What is being asked — Reproduce the article below about Shabnam Khudoydodova's relocation from Tajikistan to Poland in full, word for word.

======== Reading passage ========

From Tajikistan to Poland: Relocation Through the Emergency Fund

As a recipient of the Civil Rights Defenders’ Emergency Fund, Shabnam has received support for temporary relocation, legal assistance, and medical treatment.

In 2015, Shabnam Khudoydodova, a human rights defender from Tajikistan, was targeted by Tajik authorities in retaliation for her political activism online. With the support of Civil Rights Defenders Emergency Fund, Shabnam has received help for continuing her human rights work in Poland.

Upon moving to Russia in 2008 for better job opportunities, Shabnam Khudoydodova became active member in Group 24 and commentating on the political environment in Tajikistan online with particular focus on the state of women’s and children’s rights in the country. After several of Shabnam’s fellow activists from Group 24 went missing, she fled from Russia to Belarus with plans to search for political asylum in Poland after learning that Tajik authorities may be preparing her forcible return. Upon arriving to Belarus in June 2015, Shabnam was denied entry and detained for nine months. After an international campaign on her behalf, she was released and allowed to cross into Poland, where she was granted asylum.

======== Record excerpts ========

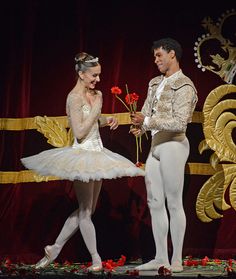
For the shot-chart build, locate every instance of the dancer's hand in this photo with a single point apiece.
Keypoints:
(135, 130)
(137, 118)
(112, 122)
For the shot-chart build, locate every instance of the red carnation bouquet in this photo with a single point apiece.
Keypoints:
(130, 104)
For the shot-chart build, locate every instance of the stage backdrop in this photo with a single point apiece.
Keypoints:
(39, 40)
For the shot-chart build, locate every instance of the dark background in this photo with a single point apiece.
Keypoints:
(39, 40)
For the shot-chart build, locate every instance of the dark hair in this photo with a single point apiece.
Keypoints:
(169, 44)
(83, 61)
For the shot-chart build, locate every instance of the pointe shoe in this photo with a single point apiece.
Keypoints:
(176, 267)
(152, 265)
(49, 257)
(96, 264)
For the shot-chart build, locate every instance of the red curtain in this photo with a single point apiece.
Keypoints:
(39, 42)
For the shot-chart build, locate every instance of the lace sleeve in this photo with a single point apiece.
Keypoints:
(82, 125)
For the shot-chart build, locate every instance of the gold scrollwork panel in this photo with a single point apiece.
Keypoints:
(219, 121)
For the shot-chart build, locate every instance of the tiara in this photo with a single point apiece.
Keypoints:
(223, 61)
(94, 60)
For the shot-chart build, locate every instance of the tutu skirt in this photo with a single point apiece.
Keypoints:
(78, 164)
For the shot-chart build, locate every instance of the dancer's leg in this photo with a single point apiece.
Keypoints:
(87, 195)
(173, 159)
(159, 218)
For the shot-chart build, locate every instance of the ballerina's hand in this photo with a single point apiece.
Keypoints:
(112, 122)
(135, 131)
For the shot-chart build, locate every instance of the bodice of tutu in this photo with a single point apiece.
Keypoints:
(92, 141)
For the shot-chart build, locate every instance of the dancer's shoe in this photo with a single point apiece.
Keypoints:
(176, 267)
(152, 265)
(51, 252)
(96, 264)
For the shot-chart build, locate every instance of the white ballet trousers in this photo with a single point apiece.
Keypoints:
(87, 196)
(164, 183)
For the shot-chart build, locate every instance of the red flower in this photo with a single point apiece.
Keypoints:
(116, 90)
(130, 104)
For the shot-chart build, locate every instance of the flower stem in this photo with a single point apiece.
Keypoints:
(122, 102)
(137, 149)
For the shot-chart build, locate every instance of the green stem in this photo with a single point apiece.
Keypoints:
(127, 92)
(137, 149)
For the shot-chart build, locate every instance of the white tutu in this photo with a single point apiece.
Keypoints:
(79, 164)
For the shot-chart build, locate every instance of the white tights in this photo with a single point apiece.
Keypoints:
(87, 196)
(164, 182)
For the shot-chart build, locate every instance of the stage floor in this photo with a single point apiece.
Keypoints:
(212, 269)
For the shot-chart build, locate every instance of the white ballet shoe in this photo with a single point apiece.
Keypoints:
(152, 265)
(176, 267)
(97, 264)
(51, 252)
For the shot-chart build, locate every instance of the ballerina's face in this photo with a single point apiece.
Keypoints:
(91, 76)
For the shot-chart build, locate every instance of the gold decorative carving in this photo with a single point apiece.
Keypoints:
(216, 47)
(218, 124)
(56, 134)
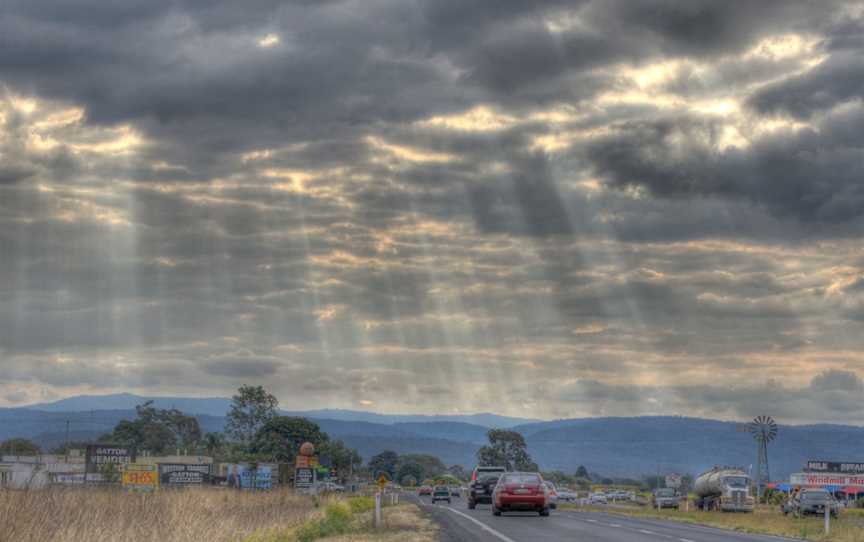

========

Solution to this exercise —
From Tajikistan to Poland: Relocation Through the Emergency Fund

As a recipient of the Civil Rights Defenders’ Emergency Fund, Shabnam has received support for temporary relocation, legal assistance, and medical treatment.

In 2015, Shabnam Khudoydodova, a human rights defender from Tajikistan, was targeted by Tajik authorities in retaliation for her political activism online. With the support of Civil Rights Defenders Emergency Fund, Shabnam has received help for continuing her human rights work in Poland.

Upon moving to Russia in 2008 for better job opportunities, Shabnam Khudoydodova became active member in Group 24 and commentating on the political environment in Tajikistan online with particular focus on the state of women’s and children’s rights in the country. After several of Shabnam’s fellow activists from Group 24 went missing, she fled from Russia to Belarus with plans to search for political asylum in Poland after learning that Tajik authorities may be preparing her forcible return. Upon arriving to Belarus in June 2015, Shabnam was denied entry and detained for nine months. After an international campaign on her behalf, she was released and allowed to cross into Poland, where she was granted asylum.